Please report how many lines of the data include the word "gravel", with the number as the entire reply.
---------- Data to use
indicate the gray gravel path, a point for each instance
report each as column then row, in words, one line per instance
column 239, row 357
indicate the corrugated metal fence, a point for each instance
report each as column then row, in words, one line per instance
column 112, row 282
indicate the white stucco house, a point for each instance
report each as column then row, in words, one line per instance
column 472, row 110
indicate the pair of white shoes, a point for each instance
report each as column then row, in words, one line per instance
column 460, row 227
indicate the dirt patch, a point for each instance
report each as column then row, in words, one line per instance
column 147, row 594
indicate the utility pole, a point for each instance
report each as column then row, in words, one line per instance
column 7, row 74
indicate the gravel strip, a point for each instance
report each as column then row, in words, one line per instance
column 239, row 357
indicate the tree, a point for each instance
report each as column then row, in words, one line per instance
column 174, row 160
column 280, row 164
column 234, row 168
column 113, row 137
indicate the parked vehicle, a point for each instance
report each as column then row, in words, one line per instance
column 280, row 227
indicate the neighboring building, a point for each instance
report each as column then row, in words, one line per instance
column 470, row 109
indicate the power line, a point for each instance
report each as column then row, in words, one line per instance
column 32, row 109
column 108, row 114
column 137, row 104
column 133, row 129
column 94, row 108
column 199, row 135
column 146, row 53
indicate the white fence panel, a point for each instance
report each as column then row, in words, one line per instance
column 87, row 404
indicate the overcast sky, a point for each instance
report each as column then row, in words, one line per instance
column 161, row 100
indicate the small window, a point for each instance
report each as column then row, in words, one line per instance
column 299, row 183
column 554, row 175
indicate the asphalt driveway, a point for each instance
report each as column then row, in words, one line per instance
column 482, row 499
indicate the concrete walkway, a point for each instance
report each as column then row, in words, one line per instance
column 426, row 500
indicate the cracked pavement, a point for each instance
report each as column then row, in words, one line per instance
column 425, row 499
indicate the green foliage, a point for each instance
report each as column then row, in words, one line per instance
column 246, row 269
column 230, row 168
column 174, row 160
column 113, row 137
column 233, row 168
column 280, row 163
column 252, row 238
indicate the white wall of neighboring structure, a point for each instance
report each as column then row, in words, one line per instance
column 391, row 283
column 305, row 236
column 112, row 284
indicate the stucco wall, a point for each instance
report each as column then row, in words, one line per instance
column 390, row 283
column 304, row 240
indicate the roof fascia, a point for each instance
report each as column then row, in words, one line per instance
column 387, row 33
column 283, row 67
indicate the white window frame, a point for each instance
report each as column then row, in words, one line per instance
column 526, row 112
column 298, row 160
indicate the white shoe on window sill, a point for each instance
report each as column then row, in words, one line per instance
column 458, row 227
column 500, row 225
--------------------
== Worked solution ==
2